## Object pointing dataset listing
◇ ◇ ◇ ◇ ◇ ◇ ◇
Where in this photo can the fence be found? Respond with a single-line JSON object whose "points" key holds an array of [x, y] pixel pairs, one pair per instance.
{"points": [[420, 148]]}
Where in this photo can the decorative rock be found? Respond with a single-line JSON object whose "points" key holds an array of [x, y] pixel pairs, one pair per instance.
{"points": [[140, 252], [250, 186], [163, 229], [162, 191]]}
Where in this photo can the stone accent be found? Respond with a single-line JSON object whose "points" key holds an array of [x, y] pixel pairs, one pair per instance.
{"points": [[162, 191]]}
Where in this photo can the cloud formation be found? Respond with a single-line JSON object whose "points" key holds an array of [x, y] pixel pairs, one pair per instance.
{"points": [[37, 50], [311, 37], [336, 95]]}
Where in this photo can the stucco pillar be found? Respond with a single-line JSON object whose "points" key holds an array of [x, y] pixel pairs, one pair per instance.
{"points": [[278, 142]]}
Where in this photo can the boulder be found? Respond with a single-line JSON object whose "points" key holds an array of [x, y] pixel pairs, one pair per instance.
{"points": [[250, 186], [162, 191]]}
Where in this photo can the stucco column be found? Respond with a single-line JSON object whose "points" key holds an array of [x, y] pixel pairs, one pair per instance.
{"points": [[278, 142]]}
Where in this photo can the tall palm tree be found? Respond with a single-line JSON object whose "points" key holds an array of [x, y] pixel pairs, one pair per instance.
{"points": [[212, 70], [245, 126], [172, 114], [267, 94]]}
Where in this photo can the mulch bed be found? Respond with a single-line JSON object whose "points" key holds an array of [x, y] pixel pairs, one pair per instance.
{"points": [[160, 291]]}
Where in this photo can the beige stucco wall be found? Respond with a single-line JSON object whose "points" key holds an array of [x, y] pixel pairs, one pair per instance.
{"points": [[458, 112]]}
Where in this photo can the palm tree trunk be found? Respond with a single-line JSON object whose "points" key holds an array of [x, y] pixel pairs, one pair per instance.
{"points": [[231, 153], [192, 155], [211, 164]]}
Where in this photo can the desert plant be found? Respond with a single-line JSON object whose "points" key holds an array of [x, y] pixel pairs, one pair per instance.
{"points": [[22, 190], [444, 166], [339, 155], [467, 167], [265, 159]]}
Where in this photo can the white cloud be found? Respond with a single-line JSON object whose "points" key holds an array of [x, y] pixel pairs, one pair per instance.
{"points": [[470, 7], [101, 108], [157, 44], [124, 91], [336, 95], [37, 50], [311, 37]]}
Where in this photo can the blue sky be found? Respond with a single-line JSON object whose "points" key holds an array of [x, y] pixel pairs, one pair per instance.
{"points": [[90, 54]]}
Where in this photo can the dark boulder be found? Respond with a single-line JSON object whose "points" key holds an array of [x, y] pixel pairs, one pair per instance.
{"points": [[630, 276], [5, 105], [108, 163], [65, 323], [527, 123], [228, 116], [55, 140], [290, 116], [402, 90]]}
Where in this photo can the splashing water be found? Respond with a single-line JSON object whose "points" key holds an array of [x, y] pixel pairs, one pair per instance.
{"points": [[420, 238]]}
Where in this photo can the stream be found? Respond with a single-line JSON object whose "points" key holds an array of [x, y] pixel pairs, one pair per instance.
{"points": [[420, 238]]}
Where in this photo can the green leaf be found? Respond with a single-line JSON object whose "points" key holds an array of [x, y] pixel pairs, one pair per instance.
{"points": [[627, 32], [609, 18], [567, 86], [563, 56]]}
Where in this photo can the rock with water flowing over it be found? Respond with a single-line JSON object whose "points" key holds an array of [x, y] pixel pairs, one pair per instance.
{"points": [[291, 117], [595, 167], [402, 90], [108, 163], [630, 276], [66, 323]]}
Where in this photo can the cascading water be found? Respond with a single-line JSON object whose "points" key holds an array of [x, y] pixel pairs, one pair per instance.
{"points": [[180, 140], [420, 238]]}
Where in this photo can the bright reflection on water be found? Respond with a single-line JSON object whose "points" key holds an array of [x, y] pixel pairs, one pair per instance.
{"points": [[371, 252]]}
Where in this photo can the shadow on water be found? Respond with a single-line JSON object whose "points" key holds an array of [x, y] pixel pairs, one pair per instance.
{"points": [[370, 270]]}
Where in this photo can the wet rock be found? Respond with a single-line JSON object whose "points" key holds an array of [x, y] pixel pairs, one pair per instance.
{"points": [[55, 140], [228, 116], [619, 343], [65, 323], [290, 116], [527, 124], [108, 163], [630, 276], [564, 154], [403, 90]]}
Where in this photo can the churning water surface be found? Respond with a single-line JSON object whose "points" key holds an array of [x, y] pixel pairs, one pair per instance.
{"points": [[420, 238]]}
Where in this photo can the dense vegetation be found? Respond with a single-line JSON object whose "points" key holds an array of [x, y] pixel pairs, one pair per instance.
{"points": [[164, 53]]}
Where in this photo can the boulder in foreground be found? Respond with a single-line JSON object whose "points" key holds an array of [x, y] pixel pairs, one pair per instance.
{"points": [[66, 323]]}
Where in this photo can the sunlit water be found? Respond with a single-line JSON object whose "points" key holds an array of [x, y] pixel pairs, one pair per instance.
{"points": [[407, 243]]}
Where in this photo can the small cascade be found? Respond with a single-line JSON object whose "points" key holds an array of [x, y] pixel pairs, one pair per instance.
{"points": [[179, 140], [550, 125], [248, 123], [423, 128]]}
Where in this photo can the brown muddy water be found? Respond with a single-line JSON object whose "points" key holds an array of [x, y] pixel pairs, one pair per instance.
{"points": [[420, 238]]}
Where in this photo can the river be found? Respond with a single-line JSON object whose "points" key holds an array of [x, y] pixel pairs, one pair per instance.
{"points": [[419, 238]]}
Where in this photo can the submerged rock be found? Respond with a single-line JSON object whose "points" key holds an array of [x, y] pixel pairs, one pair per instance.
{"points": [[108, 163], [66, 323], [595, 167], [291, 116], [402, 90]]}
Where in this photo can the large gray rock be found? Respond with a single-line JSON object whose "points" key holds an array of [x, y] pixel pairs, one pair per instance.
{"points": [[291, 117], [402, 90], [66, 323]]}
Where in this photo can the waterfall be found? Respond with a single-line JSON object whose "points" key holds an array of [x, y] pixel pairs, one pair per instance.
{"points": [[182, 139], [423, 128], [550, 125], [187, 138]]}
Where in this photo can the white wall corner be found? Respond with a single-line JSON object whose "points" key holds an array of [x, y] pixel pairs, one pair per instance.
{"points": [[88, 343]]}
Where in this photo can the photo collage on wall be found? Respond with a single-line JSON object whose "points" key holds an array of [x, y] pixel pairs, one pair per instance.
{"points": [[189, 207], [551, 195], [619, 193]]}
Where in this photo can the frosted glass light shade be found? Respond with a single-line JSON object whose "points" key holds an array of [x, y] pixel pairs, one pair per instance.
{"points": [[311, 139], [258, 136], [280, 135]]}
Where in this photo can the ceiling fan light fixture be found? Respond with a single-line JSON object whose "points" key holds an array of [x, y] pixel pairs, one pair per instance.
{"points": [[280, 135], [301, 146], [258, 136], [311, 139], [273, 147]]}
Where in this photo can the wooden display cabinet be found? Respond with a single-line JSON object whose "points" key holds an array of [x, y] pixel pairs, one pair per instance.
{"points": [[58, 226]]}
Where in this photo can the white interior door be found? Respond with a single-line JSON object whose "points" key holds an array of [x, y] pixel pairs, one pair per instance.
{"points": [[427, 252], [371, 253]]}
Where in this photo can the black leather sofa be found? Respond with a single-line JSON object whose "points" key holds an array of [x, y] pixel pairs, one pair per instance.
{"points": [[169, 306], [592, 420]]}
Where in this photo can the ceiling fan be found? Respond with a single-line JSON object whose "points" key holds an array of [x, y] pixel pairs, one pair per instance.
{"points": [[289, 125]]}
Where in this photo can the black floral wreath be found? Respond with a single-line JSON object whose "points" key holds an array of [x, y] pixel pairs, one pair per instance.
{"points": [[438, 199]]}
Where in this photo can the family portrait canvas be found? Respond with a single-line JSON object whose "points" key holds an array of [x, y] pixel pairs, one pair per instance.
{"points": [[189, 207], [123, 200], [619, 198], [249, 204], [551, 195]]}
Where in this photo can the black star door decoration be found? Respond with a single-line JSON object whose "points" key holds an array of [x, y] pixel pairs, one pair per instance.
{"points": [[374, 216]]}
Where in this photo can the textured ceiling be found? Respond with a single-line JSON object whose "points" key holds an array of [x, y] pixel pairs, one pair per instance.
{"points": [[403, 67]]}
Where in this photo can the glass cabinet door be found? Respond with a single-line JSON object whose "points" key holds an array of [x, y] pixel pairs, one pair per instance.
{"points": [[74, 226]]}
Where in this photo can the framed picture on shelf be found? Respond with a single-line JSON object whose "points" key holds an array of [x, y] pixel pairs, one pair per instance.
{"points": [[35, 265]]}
◇ ◇ ◇ ◇ ◇ ◇ ◇
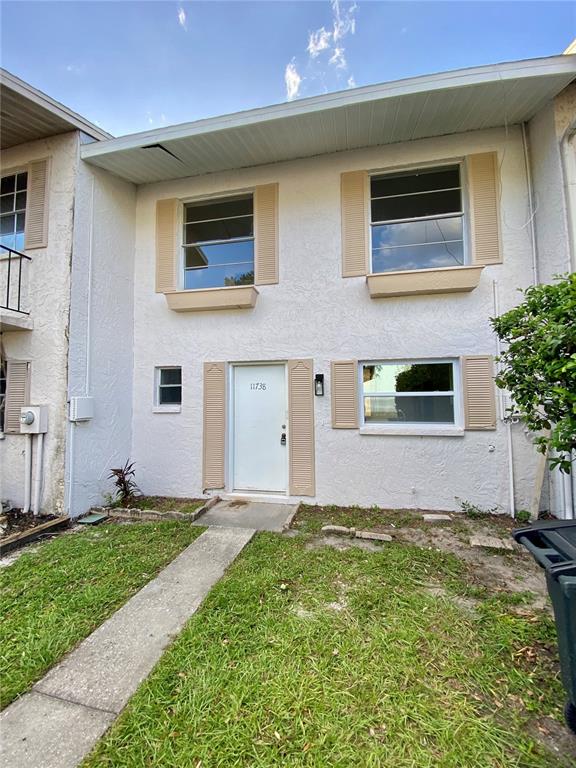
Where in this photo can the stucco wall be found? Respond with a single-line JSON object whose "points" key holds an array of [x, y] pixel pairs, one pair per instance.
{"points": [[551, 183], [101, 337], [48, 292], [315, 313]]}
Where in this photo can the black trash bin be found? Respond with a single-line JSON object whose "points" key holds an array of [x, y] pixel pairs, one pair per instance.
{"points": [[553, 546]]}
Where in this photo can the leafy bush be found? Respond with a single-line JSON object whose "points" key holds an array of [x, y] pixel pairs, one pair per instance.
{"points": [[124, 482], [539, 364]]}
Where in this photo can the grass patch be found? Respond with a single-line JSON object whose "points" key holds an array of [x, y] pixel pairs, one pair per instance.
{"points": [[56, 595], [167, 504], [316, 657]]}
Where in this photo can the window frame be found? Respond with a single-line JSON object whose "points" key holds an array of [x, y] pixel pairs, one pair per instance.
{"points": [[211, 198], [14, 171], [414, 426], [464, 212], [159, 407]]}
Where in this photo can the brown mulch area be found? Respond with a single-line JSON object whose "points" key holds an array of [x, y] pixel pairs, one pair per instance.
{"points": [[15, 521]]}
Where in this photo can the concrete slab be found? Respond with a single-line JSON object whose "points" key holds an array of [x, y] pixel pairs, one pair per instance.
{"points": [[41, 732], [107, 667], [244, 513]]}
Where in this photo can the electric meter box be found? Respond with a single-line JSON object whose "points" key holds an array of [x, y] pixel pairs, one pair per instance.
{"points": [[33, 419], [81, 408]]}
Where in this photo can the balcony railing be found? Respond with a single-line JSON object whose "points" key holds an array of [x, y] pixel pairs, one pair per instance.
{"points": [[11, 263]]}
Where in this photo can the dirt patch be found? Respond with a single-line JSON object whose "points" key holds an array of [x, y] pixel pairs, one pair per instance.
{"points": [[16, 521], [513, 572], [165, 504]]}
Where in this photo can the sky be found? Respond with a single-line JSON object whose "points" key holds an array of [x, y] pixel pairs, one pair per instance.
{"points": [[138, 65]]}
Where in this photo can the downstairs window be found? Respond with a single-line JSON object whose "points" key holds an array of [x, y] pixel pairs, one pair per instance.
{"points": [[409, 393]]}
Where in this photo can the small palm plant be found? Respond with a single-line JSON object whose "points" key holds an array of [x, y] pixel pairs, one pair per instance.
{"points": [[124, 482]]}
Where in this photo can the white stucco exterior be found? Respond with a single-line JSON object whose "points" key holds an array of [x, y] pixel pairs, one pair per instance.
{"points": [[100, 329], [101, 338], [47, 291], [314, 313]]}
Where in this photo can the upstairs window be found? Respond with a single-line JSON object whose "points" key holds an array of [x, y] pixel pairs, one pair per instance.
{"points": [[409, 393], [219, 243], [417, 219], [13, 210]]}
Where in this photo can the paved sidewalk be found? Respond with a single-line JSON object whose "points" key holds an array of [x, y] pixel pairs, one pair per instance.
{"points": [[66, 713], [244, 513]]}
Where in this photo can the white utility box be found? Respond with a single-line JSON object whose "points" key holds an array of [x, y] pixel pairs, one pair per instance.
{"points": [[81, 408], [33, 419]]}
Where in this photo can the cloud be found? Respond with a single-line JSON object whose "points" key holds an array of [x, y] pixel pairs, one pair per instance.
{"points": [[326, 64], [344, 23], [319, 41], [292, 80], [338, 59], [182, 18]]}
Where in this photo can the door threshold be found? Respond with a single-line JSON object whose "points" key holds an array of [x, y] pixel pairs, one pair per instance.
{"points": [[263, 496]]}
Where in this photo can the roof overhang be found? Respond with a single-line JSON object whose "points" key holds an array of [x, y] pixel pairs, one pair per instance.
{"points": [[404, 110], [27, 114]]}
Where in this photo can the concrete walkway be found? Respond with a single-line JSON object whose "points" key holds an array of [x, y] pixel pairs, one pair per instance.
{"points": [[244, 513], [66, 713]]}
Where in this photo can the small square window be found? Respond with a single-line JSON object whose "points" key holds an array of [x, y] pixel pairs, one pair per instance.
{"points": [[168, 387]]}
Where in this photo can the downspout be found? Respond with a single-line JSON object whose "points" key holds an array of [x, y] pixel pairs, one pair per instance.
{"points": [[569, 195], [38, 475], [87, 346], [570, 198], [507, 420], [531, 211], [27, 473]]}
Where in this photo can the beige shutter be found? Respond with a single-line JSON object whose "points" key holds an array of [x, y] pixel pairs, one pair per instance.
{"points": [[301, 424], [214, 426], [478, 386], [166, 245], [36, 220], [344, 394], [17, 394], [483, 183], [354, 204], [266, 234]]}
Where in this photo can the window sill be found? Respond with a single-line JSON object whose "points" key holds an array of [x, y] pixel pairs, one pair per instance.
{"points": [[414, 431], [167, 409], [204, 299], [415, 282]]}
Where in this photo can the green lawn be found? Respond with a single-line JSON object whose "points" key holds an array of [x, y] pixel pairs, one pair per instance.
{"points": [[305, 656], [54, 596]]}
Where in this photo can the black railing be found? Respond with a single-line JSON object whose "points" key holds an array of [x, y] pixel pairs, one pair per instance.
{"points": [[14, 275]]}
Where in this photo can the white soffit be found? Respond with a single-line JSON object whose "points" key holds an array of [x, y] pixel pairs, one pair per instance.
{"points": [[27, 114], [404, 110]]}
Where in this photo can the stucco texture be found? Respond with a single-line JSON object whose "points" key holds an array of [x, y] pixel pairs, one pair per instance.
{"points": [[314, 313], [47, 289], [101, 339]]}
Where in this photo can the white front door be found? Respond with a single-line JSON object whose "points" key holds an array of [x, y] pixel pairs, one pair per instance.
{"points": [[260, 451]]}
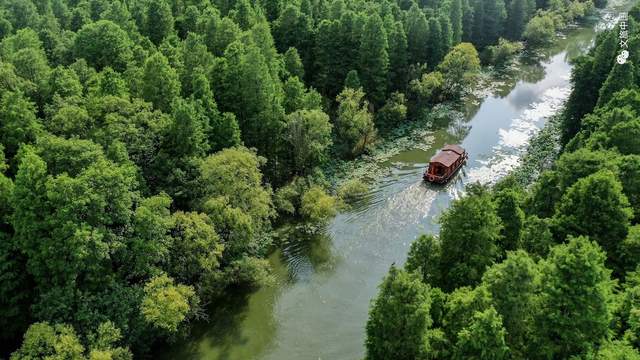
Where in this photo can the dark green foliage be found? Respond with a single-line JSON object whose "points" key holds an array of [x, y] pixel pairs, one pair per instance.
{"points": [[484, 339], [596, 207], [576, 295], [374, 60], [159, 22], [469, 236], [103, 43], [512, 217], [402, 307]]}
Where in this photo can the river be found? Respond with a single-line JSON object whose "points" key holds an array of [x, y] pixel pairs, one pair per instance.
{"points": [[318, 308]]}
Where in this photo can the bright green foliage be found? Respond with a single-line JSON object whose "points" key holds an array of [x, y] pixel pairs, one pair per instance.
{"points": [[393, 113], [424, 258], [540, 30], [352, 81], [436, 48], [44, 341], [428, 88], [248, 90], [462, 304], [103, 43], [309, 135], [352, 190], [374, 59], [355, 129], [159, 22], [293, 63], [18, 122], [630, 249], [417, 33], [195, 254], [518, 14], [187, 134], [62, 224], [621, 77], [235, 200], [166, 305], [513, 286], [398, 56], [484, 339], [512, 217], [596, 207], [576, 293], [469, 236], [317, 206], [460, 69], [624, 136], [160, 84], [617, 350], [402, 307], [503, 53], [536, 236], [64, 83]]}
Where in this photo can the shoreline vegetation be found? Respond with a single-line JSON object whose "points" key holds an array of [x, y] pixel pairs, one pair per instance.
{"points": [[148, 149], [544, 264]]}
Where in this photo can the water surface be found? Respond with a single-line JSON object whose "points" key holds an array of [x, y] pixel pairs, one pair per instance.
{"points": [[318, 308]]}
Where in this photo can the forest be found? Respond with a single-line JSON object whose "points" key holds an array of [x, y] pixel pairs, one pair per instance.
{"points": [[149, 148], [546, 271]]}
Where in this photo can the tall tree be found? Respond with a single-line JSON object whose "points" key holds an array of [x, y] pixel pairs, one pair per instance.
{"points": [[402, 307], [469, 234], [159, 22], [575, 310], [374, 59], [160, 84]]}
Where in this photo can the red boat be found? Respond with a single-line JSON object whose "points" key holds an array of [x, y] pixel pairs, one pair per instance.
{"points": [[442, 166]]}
◇ ◇ ◇ ◇ ◇ ◇ ◇
Report how many lines of the listing contain the word "beige". Give only the number.

## The result
2